• Exercise
Give the number of lines in the material below where the word "white" shows up, without anything else.

== Records supplied ==

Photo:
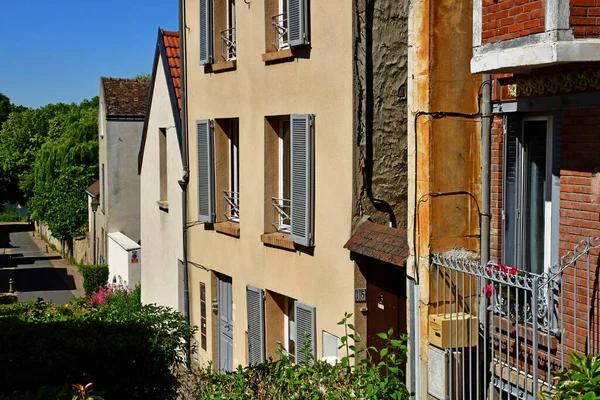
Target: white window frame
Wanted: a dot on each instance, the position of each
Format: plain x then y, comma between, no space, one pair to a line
283,123
549,207
234,160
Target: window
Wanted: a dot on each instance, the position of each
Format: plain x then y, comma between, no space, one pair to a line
287,24
218,171
531,194
232,199
217,20
289,176
162,150
103,186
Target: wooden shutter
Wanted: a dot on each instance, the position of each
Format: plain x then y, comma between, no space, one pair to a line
510,211
302,194
256,325
297,13
305,332
206,176
206,31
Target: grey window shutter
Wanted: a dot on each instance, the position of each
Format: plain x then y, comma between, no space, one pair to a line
302,193
206,31
297,13
256,325
511,190
305,332
206,176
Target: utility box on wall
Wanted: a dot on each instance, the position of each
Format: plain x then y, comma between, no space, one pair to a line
124,259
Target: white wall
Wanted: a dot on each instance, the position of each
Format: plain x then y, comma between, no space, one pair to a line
161,230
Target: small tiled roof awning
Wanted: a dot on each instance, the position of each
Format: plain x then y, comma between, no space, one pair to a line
94,189
380,242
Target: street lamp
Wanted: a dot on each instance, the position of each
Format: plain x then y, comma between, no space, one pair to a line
95,204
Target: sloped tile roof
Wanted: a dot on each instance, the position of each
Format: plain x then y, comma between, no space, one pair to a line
380,242
125,96
94,189
171,43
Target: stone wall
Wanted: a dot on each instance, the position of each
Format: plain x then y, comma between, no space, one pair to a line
381,56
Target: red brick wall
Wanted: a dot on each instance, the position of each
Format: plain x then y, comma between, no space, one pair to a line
579,216
509,19
585,18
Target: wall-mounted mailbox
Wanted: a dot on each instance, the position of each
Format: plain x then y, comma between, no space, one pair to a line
453,330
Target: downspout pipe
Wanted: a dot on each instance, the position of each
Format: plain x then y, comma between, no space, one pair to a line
486,149
183,182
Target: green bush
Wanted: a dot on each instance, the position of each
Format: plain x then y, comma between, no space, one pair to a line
94,277
281,379
128,350
580,381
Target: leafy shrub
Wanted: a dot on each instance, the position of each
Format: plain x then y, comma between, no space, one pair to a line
125,348
94,277
580,381
311,380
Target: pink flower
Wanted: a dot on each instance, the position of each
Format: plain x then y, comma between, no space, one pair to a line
488,290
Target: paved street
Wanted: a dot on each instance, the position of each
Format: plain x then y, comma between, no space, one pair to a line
33,272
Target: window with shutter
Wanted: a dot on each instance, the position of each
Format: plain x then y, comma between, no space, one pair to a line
297,22
302,177
530,201
206,180
305,333
206,31
256,325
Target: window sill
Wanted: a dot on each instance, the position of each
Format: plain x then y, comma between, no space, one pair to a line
278,55
228,228
279,240
224,66
163,205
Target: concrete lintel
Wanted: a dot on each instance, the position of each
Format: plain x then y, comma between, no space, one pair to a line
537,55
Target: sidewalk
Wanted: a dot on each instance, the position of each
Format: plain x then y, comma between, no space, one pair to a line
62,263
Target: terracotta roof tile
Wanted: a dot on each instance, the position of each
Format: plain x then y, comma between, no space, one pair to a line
125,96
380,242
171,42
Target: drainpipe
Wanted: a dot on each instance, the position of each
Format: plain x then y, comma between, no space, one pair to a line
486,125
183,182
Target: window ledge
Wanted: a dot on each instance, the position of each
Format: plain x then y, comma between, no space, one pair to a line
278,239
224,66
228,228
278,55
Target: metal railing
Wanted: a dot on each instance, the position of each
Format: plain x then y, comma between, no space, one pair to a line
281,214
280,31
228,44
232,205
509,329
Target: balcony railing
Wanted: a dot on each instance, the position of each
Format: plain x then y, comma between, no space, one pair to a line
232,205
280,31
228,44
281,214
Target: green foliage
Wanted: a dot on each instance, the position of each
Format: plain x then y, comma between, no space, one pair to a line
580,381
315,379
94,277
125,348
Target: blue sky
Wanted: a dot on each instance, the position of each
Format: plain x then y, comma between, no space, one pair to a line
56,50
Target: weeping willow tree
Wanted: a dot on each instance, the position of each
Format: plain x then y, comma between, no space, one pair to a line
64,167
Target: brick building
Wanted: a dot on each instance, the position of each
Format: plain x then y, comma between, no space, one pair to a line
545,187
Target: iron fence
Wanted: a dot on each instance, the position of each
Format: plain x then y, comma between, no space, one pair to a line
231,205
505,330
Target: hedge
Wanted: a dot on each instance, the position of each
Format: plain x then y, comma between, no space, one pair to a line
127,351
94,277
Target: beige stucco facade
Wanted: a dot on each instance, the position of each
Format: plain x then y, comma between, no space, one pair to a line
319,83
161,224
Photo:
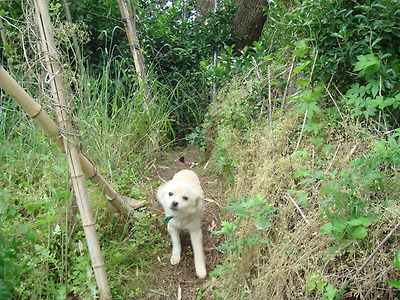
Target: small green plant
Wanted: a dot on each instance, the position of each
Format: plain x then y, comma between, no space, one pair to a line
395,283
318,283
9,267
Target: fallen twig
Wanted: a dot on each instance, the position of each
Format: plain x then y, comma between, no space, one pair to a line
288,197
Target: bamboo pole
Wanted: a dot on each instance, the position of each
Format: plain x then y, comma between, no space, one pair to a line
71,148
35,111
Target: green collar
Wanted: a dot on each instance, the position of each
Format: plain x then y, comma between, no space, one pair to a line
167,219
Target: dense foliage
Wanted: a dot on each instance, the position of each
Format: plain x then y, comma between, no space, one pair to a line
303,133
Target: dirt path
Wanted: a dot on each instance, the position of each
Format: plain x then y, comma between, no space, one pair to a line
180,282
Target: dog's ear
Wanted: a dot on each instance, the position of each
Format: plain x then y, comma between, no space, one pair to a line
160,191
200,197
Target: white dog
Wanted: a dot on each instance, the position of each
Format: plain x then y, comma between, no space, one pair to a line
183,200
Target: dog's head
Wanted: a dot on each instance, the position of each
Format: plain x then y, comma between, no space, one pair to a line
179,197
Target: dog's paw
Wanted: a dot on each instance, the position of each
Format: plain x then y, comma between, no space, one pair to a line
175,259
201,272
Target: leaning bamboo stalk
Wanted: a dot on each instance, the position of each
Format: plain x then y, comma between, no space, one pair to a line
35,111
71,149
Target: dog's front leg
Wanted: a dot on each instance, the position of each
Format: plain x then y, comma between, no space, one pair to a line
176,244
196,237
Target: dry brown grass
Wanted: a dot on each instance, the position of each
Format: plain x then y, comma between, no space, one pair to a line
292,251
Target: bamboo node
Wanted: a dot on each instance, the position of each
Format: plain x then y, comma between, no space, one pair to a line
98,266
38,113
77,176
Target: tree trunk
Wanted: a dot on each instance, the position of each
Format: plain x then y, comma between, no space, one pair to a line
248,22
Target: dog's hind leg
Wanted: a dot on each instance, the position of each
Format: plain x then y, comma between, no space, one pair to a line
176,244
196,237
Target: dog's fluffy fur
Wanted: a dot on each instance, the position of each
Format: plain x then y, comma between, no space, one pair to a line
183,199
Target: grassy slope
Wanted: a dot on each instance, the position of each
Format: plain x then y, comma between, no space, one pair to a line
267,154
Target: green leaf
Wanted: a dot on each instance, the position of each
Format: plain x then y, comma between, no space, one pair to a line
397,262
359,232
326,228
360,221
394,284
335,34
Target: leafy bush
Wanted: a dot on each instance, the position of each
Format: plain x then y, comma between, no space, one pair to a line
346,37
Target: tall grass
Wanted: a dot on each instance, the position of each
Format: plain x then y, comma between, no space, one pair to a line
40,222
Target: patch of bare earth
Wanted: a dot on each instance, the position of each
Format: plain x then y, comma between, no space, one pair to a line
180,281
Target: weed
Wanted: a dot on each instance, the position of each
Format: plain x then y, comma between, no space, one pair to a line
395,283
254,208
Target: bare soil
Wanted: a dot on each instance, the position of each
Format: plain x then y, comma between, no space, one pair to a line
180,281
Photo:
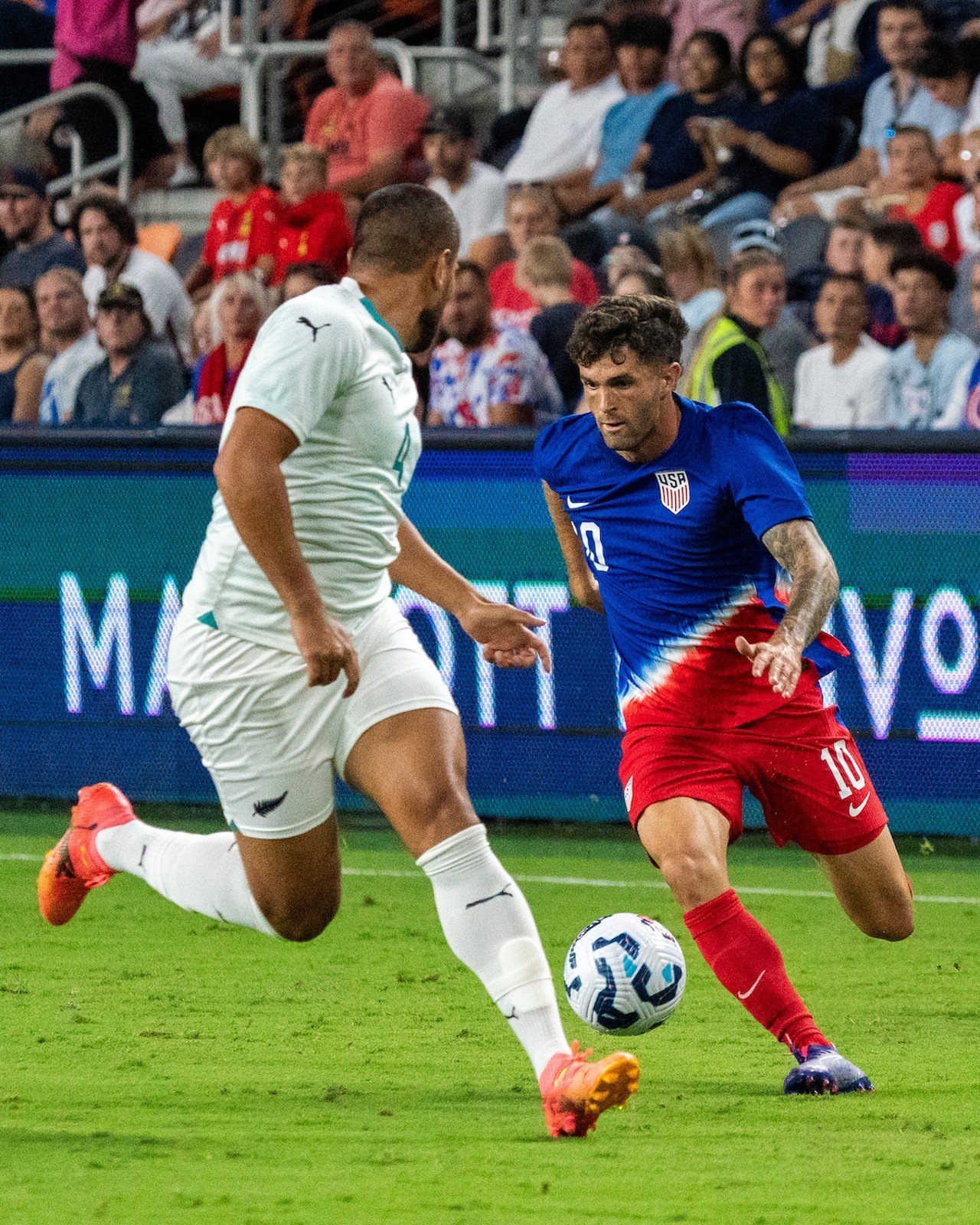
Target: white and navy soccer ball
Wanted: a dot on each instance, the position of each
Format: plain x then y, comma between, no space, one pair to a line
625,974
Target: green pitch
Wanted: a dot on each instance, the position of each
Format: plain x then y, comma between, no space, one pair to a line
158,1067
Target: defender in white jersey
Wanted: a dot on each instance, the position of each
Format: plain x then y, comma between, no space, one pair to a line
291,662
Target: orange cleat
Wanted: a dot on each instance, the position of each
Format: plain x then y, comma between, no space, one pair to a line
74,867
575,1092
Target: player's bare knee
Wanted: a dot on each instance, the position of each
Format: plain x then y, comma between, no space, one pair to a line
892,925
441,808
892,919
692,877
302,919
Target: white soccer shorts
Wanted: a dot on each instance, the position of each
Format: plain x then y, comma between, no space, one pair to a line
273,743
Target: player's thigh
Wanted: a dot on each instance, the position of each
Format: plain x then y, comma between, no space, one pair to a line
402,743
873,888
812,781
267,739
414,767
296,881
688,839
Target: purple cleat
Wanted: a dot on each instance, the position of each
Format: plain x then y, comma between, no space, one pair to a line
822,1070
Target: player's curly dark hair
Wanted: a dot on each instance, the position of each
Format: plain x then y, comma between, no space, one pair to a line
652,328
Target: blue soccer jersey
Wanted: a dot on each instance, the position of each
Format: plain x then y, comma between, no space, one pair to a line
675,548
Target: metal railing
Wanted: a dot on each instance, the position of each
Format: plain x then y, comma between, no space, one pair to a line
80,173
257,58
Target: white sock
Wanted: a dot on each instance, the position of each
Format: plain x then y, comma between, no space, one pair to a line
201,873
490,928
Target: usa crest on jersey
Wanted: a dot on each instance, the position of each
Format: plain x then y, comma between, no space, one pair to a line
675,490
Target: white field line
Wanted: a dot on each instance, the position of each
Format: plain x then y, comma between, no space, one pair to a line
596,882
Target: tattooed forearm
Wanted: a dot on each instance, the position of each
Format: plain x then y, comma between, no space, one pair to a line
799,549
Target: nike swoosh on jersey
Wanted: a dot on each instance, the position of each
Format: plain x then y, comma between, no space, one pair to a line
744,995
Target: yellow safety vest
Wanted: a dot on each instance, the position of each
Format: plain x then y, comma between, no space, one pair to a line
722,336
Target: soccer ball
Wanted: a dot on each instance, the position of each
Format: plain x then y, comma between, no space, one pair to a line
625,974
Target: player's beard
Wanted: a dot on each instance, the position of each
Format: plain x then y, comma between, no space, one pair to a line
426,328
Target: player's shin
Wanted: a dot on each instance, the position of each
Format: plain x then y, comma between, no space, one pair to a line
490,928
201,873
746,961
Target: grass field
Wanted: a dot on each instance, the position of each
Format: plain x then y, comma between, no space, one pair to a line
161,1067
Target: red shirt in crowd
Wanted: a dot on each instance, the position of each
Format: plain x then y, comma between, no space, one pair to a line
240,234
935,220
514,308
312,230
353,130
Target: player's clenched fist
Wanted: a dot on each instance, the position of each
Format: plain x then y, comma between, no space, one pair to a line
505,635
783,661
326,648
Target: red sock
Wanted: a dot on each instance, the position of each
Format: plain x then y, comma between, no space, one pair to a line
746,961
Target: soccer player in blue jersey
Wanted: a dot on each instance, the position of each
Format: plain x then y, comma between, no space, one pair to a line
681,524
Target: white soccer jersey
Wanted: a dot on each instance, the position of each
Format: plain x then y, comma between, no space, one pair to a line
328,367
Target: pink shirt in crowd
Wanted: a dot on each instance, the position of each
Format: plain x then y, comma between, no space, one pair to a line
349,130
92,30
727,16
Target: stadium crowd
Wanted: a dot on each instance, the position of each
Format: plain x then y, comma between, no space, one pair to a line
804,184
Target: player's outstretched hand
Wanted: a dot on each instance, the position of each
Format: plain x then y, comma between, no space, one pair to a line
783,662
505,635
326,648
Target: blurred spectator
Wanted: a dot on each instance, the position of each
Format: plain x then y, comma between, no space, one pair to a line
781,134
544,270
786,340
642,282
96,41
483,374
642,46
312,220
914,193
841,385
475,193
730,18
24,220
179,55
673,153
896,98
532,212
300,279
21,365
107,233
922,373
841,43
139,379
67,334
692,275
238,310
244,224
965,400
842,255
624,257
965,210
368,122
730,363
886,242
564,132
22,141
202,343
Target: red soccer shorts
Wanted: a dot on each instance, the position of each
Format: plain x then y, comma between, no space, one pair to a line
799,763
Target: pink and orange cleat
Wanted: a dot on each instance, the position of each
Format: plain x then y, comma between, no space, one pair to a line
74,867
576,1092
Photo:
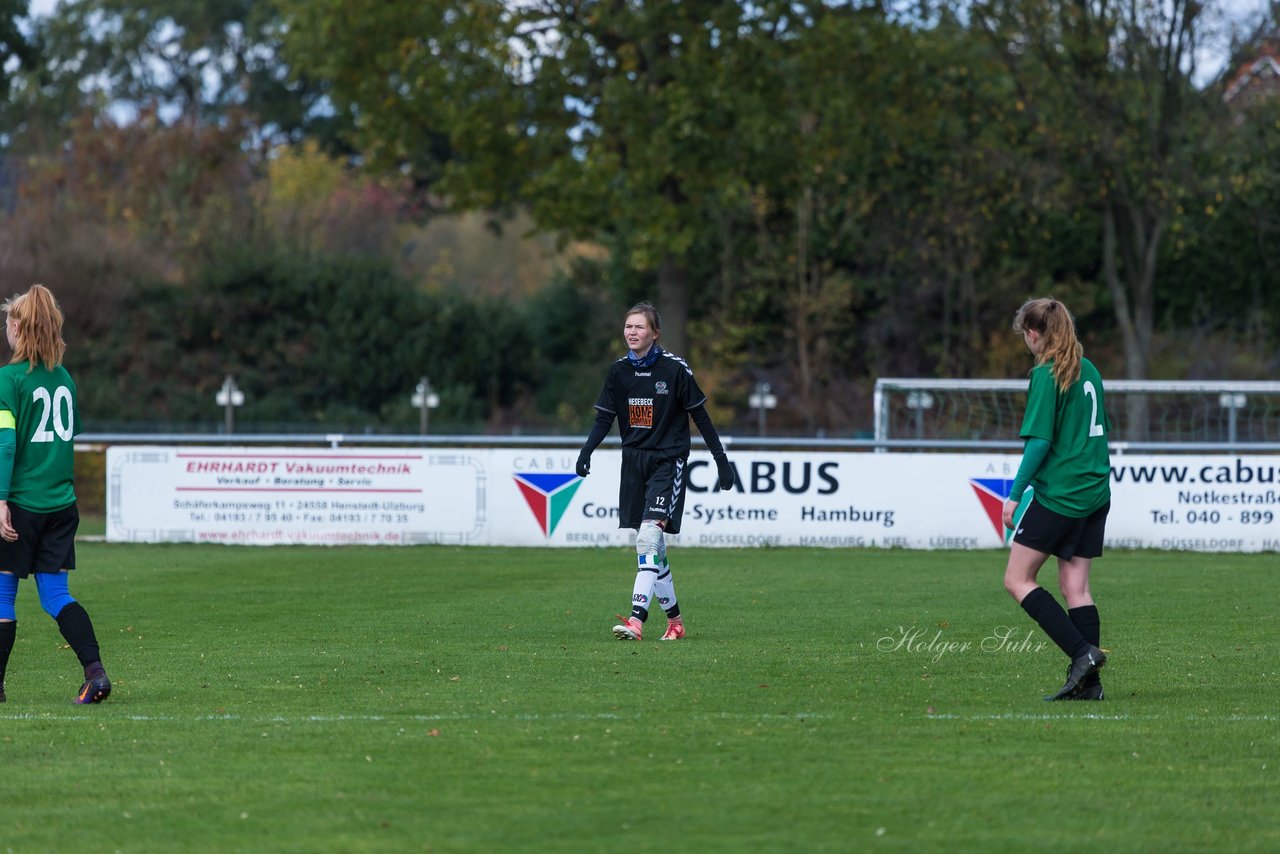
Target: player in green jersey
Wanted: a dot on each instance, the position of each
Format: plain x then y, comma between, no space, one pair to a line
1066,466
37,498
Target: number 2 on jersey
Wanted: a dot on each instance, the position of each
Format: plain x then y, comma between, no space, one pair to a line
1092,393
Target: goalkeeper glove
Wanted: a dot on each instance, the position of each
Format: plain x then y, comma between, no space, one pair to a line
725,471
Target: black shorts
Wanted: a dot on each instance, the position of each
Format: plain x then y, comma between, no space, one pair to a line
46,542
1060,535
652,487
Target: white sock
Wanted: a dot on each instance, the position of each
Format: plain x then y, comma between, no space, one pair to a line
641,594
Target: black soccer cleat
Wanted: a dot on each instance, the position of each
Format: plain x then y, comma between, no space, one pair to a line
94,690
1089,690
1082,668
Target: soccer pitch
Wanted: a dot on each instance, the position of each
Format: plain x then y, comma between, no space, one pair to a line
449,699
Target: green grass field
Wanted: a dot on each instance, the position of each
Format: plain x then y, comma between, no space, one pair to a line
446,699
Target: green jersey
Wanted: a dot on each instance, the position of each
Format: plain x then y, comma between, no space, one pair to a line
42,403
1075,478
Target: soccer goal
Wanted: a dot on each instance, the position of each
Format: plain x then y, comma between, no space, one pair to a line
1156,412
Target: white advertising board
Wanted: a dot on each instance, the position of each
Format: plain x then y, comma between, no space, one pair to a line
531,497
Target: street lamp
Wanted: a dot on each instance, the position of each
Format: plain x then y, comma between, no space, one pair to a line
762,400
229,397
425,400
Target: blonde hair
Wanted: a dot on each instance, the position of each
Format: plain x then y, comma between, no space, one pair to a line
1059,345
39,328
650,314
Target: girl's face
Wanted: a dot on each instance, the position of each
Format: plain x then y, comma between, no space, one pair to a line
638,333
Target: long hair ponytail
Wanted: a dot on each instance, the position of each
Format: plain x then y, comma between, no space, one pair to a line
39,320
1059,345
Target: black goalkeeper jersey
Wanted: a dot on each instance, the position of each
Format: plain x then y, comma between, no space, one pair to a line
652,403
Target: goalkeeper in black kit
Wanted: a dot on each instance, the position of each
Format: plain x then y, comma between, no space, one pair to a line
653,394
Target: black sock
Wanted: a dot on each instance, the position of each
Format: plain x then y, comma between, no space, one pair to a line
1086,619
1045,610
78,631
8,631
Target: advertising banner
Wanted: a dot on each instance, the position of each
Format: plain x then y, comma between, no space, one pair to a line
531,497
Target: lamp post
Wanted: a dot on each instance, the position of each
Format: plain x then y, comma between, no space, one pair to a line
425,400
762,401
229,397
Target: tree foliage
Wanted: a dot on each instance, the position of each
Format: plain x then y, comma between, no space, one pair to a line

===

• Exercise solution
11